— start Data for the task —
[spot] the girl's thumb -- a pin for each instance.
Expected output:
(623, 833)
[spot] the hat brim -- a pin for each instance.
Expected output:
— end Data for the task —
Task:
Turn the records above into a Markdown table with two columns, Row and Line. Number each line and skip any blank ones.

Solution to this exercise:
| Row | Line |
|---|---|
| 1 | [spot] the girl's thumb -- a pin for each instance. |
| 2 | Expected output: |
| 3 | (623, 833) |
| 4 | [spot] the hat brim -- a pin for each instance. |
| 5 | Expected output: |